-- STATED TASK A --
Answer these questions about the text on invoking OSCAR services:
(i) To which path is an asynchronous invocation sent?
(ii) When are service access tokens auto-generated?
(iii) What is injected into each service to fork the process for each request received?

-- DOCUMENT TEXT --
........

Skip to content

Invoking services

OSCAR services can be invoked synchronously and asynchronously sending an HTTP POST request to paths /run/<SERVICE_NAME> and /job/<SERVICE_NAME> respectively. For file processing, OSCAR automatically manages the creation and notification system of MinIO buckets in order to allow the event-driven invocation of services using asynchronous requests, generating a Kubernetes job for every file to be processed.

Service access tokens

As detailed in the API specification, invocation paths require the service access token in the request header for authentication. Service access tokens are auto-generated in service creation and update, and MinIO eventing system is automatically configured to use them for event-driven file processing. Tokens can be obtained through the API, using the oscar-cli service get command or directly from the web interface.

oscar-ui-service-token.png

Synchronous invocations

Synchronous invocations allow obtaining the execution output as the response to the HTTP call to the /run/<SERVICE_NAME> path. For this, OSCAR delegates the execution to a Serverless Backend (Knative or OpenFaaS). Unlike asynchronous invocations, that are translated into Kubernetes jobs, synchronous invocations use a "function" pod to handle requests. This is possible thanks to the OpenFaaS Watchdog, which is injected into each service and is in charge of forking the process to be executed for each request received.

........

-- RECORD EXCERPTS --
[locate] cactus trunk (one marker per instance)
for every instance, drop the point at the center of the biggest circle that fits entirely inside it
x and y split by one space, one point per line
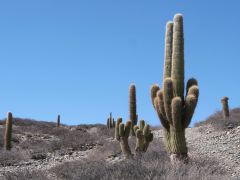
8 132
225 108
132 107
58 121
174 110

........

-- STATED TASK B --
Please rewrite the cactus-trunk entries above, swapping "instance" for "object" and keeping everything else the same. Leave the pictures out of your answer.

-- COMPLETE ANSWER A --
(i) /job/<SERVICE_NAME>
(ii) In service creation and update.
(iii) The OpenFaaS Watchdog.

-- COMPLETE ANSWER B --
[locate] cactus trunk (one marker per object)
for every object, drop the point at the center of the biggest circle that fits entirely inside it
x and y split by one space, one point per line
8 132
225 108
132 107
58 121
174 110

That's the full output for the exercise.